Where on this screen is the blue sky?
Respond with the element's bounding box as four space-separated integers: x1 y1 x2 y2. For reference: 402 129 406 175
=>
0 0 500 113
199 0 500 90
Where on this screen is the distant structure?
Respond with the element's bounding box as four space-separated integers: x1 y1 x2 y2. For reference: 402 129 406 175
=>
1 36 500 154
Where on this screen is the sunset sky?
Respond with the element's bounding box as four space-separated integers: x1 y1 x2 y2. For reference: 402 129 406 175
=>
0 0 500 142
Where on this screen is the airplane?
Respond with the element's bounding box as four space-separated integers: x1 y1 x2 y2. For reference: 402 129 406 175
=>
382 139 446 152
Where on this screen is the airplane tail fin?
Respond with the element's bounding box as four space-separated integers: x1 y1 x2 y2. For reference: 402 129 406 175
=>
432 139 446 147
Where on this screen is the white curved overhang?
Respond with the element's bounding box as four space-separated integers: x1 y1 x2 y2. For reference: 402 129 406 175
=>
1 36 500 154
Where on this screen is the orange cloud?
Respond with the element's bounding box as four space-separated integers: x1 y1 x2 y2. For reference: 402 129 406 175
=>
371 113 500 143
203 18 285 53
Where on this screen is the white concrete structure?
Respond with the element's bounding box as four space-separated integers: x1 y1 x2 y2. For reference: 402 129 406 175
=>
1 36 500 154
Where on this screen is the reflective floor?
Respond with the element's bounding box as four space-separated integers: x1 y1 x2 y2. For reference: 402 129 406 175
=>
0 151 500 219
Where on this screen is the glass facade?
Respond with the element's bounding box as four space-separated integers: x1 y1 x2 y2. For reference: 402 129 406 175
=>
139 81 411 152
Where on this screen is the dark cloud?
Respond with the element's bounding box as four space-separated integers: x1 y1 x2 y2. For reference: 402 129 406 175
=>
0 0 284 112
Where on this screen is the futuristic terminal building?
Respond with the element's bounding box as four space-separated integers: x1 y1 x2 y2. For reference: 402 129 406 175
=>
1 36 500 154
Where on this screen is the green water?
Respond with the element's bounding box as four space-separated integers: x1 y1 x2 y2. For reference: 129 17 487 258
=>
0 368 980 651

Directive » Print the material above again, line for line, without changing a single character.

Worked answer »
Where on this screen is the blue sky?
Respond with the element's bounding box as four space-separated integers: x1 y1 x2 y2. For reference: 402 129 406 175
=>
0 0 500 113
199 0 500 90
Where on this screen is the distant structure?
Respond with the element's bounding box as four space-separated integers: x1 y1 x2 y2. For reference: 402 129 406 175
=>
1 36 500 154
Where on this screen is the sunset sky?
Respond with the element's bounding box as four space-separated integers: x1 y1 x2 y2. For reference: 402 129 406 175
=>
0 0 500 142
Where on this screen is the airplane?
Respond with the element's bounding box as four space-separated integers: x1 y1 x2 y2. For reference: 402 129 406 175
=>
382 139 446 152
Where on this screen is the airplane tail fin?
Respond with the element's bounding box as four space-separated integers: x1 y1 x2 y2. For reference: 402 129 406 175
=>
432 139 446 147
Where on this screen is the white curved overhang?
Respond with the element's bounding box as four space-separated integers: x1 y1 x2 y2. For reference: 402 129 406 175
=>
1 36 500 154
Where on this screen is the orange cloud?
Respond with the element's bounding box as four space-separated integers: x1 y1 x2 y2. For reference: 402 129 406 175
=>
371 113 500 143
203 18 285 53
Where on this screen is the white concrete structure?
Respond with the element's bounding box as four space-separated integers: x1 y1 x2 y2. For reference: 402 129 406 175
=>
1 36 500 154
Where on this screen is the reflective floor?
Respond with the element's bounding box as four space-separated integers: x1 y1 x2 y2. For reference: 402 129 406 175
=>
0 151 500 219
Where on this screen is the glass facade?
Respond with the element's bounding box as four space-separated integers: x1 y1 x2 y2. For reference: 402 129 406 175
=>
139 81 411 152
Where on this screen is the dark cloud?
Respond with the element's bounding box as four space-separated integers: x1 y1 x2 y2. For reference: 402 129 406 175
=>
0 0 284 112
Where on this screen is the futuristic terminal building?
Respond with the element's bounding box as four space-separated integers: x1 y1 x2 y2. For reference: 402 129 406 175
=>
1 36 500 154
Where on this screen is the green water?
Respond with the element's bounding box as four space-separated integers: x1 y1 x2 y2. For reference: 129 17 487 258
=>
0 368 980 651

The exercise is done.